• Work request 1: Say whether each statement agrees with the commentary on the Wagner mutiny below: (a) the rebels shot down seven Russian aircraft during the march north; (b) Putin addressed troops from the Kremlin steps on Monday, June 26; (c) Walbran set out his idea in a letter to the Guardian. For each, answer yes or no and quote the deciding words of the commentary.
• Work request 2: Transcribe the commentary on the Wagner mutiny from "Had Prigozhin’s sudden" to "the bigger picture.".

• Document segment:
• • • • •
Part of Prigozhin’s avowed motivation for his “march” was for the removal of incompetent senior military staff which was used as an explanation as to why certain senior officers including Gerasimov and “General Armageddon,” Sergey Surovikin, had disappeared from sight and may or may not have been arrested as well as rumors that others were being replaced.
Had Prigozhin’s sudden volte-face already been pre-planned or was it, as he claimed, a decision he had made to avoid bloodshed? It was pointed out that during the course of the march north the rebels had shot down seven Russian aircraft, including an Ilyushin Il-22M airborne command post killing a reported 13 crew members. The loss of the latter was a potential blow but, if we believe that the whole thing was part of a Putin master plan, what is a dozen more casualties compared with the hundreds of dozens already suffered in the war on Ukraine? The Wagner anti-aircraft gunners would not have “been in” on the plan and needed to defend themselves from attack from airmen also ignorant of the bigger picture.
Was Lukashenko’s intervention, which supposedly brought the mutiny to an end, at his own initiative or Moscow’s? Whether or not he offered or it was suggested that he intervene it was yet another boost to his self-esteem to bring it to an end.
After the mutiny
Putin made a number of speeches and statements in which he tried to show that he was in control, culminating in his address to troops from the steps of the Kremlin on Tuesday, June 27, when he said that loyal forces had averted “civil war.”
The ceremony, which saw Putin standing on a red carpet and thanking the troops for averting the rebellion, was mocked online by a number of usually pro-Kremlin users as well opposition parties.
Perhaps he didn’t care if his “grand illusion” was progressing as he had planned. In his letter to the Guardian, Walbran wonders if the whole thing was concocted with the sole aim of increasing his footprint in and hold over Belarus. If Putin felt that, even with his nuclear weapons there, Lukashenko’s support was wavering what better way to bring him more firmly under control than by stationing “a private army of at least 25,000 battle-hardened troops, and [with] complete loyalty, into Belarus, ready to take over the country on command?”
Even if that wasn’t the intention, having Wagner in Belarus would create, at the very least, a distraction for Ukraine from its offensives in the south and east. A silver lining could also result if, reacting to the provocation of their presence led Kyiv to take pre-emptive action against them on Belarusian soil might be just the incentive Lukashenko needed to consider committing his own troops to Moscow’ “special military option.”
Sue Joiner asked: “Shouldn’t we at least be alert to the possibility that this whole episode has been a feint to get him and his troops into position in Belarus so that they can attack Kyiv from the north, catching Ukraine in a pincer movement? We’ve been caught off-guard before.”
The other thing to bear in mind is that Putin is an advocate for his version of history and used much of his post-muting speech to remind his people of the mutiny that followed Russian military failure in 1917.
“Intrigues, infighting, political games behind the backs of the army and the people have led to immense shocks, the collapse of the military and the state,” he said on the night of Friday, June 30. By implication, he was asking Russia did they want to repeat those mistakes.
Fantasy, Fiction or Fact
This is of course pure speculation and there are commentators more erudite and better informed than me who believe that what has happened with Prigozhin is merely symptomatic of the Russian President’s ongoing failure to “read the tea leaves” and to make ever more, from Russia’s perspective, egregious errors that compound the one big one he made on Feb. 24, 2022.
That said I believe this was a kite worth flying as Ms Joiner and Mr Walbran have suggested.
• • • • •
• Data supplied:

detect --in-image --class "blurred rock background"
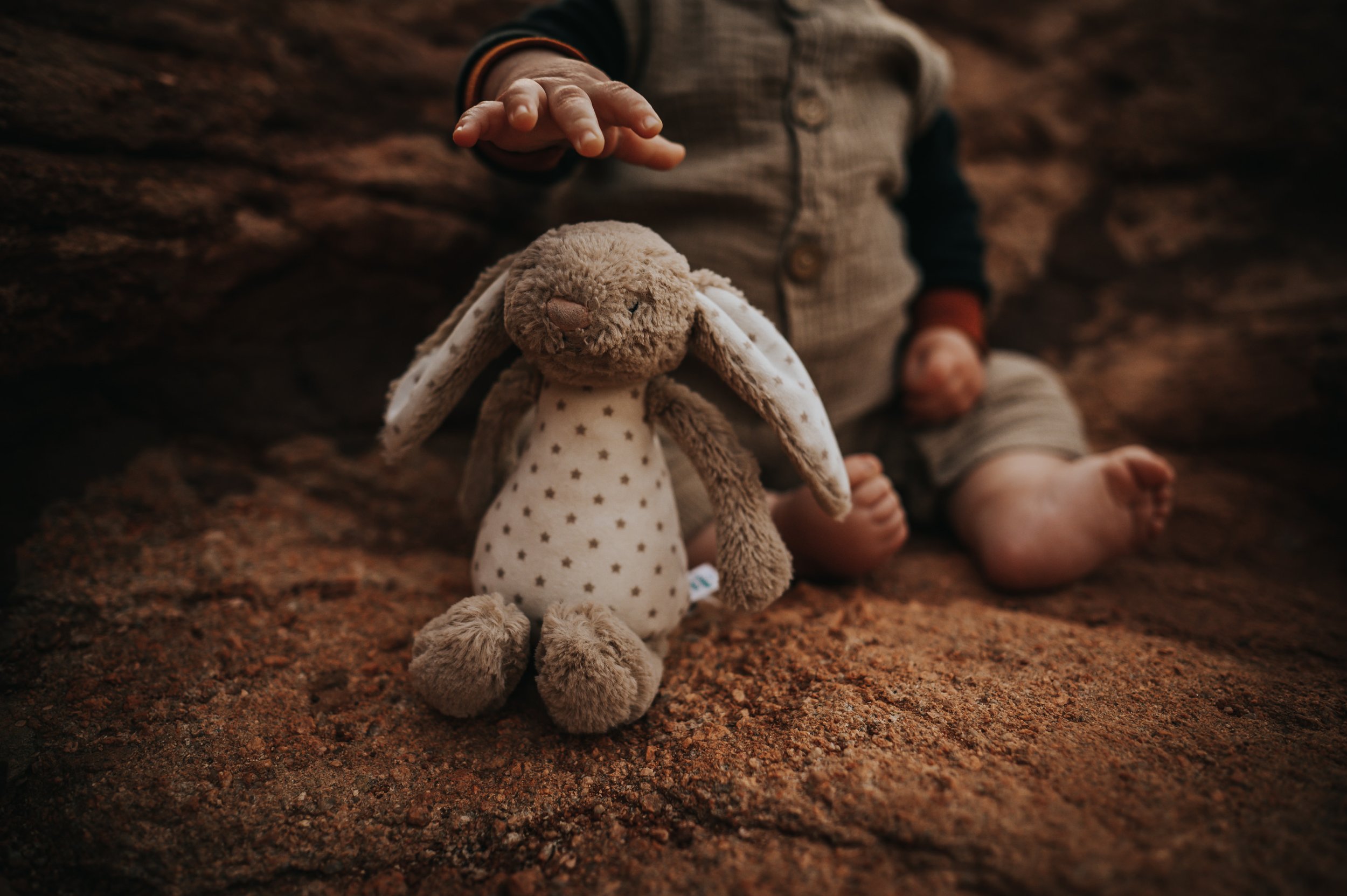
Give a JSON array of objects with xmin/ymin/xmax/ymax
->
[
  {"xmin": 0, "ymin": 0, "xmax": 1347, "ymax": 582},
  {"xmin": 0, "ymin": 0, "xmax": 1347, "ymax": 893}
]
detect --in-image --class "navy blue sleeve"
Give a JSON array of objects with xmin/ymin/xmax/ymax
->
[
  {"xmin": 457, "ymin": 0, "xmax": 630, "ymax": 186},
  {"xmin": 896, "ymin": 109, "xmax": 991, "ymax": 304}
]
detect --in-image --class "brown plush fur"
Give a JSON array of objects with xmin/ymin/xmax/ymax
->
[
  {"xmin": 645, "ymin": 376, "xmax": 791, "ymax": 610},
  {"xmin": 535, "ymin": 603, "xmax": 664, "ymax": 734},
  {"xmin": 385, "ymin": 221, "xmax": 846, "ymax": 732},
  {"xmin": 691, "ymin": 268, "xmax": 851, "ymax": 517},
  {"xmin": 458, "ymin": 358, "xmax": 543, "ymax": 520},
  {"xmin": 505, "ymin": 221, "xmax": 697, "ymax": 387},
  {"xmin": 411, "ymin": 594, "xmax": 530, "ymax": 718}
]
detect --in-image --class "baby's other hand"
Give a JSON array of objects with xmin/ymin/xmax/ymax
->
[
  {"xmin": 454, "ymin": 50, "xmax": 687, "ymax": 171},
  {"xmin": 902, "ymin": 326, "xmax": 986, "ymax": 423}
]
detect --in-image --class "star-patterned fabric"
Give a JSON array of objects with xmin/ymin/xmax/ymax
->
[{"xmin": 473, "ymin": 383, "xmax": 689, "ymax": 638}]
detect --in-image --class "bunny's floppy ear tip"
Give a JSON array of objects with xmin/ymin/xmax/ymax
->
[{"xmin": 692, "ymin": 280, "xmax": 851, "ymax": 519}]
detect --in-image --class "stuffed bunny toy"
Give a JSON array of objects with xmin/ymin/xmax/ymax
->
[{"xmin": 381, "ymin": 221, "xmax": 851, "ymax": 733}]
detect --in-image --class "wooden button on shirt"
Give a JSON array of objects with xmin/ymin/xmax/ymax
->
[{"xmin": 473, "ymin": 383, "xmax": 689, "ymax": 638}]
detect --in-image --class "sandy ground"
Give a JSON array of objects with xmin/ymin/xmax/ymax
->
[
  {"xmin": 0, "ymin": 438, "xmax": 1347, "ymax": 894},
  {"xmin": 0, "ymin": 0, "xmax": 1347, "ymax": 896}
]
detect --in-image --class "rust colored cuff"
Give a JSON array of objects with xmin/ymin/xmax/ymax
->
[
  {"xmin": 462, "ymin": 38, "xmax": 589, "ymax": 171},
  {"xmin": 463, "ymin": 38, "xmax": 589, "ymax": 109},
  {"xmin": 912, "ymin": 288, "xmax": 988, "ymax": 355}
]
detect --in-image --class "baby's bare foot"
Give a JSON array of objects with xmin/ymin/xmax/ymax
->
[
  {"xmin": 954, "ymin": 444, "xmax": 1175, "ymax": 589},
  {"xmin": 772, "ymin": 454, "xmax": 908, "ymax": 578}
]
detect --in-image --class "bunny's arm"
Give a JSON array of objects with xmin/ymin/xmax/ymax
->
[
  {"xmin": 458, "ymin": 358, "xmax": 543, "ymax": 520},
  {"xmin": 647, "ymin": 376, "xmax": 791, "ymax": 610}
]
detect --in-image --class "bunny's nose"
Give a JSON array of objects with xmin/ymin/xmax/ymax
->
[{"xmin": 547, "ymin": 299, "xmax": 589, "ymax": 333}]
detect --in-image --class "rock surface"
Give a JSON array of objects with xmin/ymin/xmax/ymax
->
[
  {"xmin": 0, "ymin": 0, "xmax": 1347, "ymax": 894},
  {"xmin": 0, "ymin": 438, "xmax": 1347, "ymax": 893}
]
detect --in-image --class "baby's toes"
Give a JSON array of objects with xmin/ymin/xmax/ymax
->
[
  {"xmin": 851, "ymin": 474, "xmax": 897, "ymax": 512},
  {"xmin": 842, "ymin": 454, "xmax": 884, "ymax": 498}
]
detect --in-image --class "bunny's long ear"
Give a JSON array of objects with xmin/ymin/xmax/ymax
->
[
  {"xmin": 691, "ymin": 271, "xmax": 851, "ymax": 519},
  {"xmin": 379, "ymin": 255, "xmax": 515, "ymax": 462}
]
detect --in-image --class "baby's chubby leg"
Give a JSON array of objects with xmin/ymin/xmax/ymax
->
[
  {"xmin": 687, "ymin": 454, "xmax": 908, "ymax": 578},
  {"xmin": 950, "ymin": 444, "xmax": 1175, "ymax": 590}
]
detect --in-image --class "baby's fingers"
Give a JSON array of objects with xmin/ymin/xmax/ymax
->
[
  {"xmin": 613, "ymin": 128, "xmax": 687, "ymax": 171},
  {"xmin": 454, "ymin": 100, "xmax": 505, "ymax": 148},
  {"xmin": 590, "ymin": 81, "xmax": 664, "ymax": 139},
  {"xmin": 500, "ymin": 78, "xmax": 547, "ymax": 132},
  {"xmin": 547, "ymin": 84, "xmax": 603, "ymax": 158}
]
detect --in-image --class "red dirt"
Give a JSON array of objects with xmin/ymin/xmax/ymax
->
[{"xmin": 3, "ymin": 439, "xmax": 1347, "ymax": 893}]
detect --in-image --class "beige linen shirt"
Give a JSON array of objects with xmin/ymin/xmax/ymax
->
[{"xmin": 551, "ymin": 0, "xmax": 950, "ymax": 434}]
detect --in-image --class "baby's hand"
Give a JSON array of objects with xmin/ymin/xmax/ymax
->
[
  {"xmin": 454, "ymin": 50, "xmax": 686, "ymax": 171},
  {"xmin": 902, "ymin": 326, "xmax": 986, "ymax": 423}
]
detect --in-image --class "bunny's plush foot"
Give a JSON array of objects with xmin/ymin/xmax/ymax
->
• • • • •
• Exercise output 1:
(a) Yes: "during the course of the march north the rebels had shot down seven Russian aircraft"
(b) No: "his address to troops from the steps of the Kremlin on Tuesday, June 27"
(c) Yes: "In his letter to the Guardian, Walbran wonders if the whole thing was concocted"

• Exercise output 2:
Had Prigozhin’s sudden volte-face already been pre-planned or was it, as he claimed, a decision he had made to avoid bloodshed? It was pointed out that during the course of the march north the rebels had shot down seven Russian aircraft, including an Ilyushin Il-22M airborne command post killing a reported 13 crew members. The loss of the latter was a potential blow but, if we believe that the whole thing was part of a Putin master plan, what is a dozen more casualties compared with the hundreds of dozens already suffered in the war on Ukraine? The Wagner anti-aircraft gunners would not have “been in” on the plan and needed to defend themselves from attack from airmen also ignorant of the bigger picture.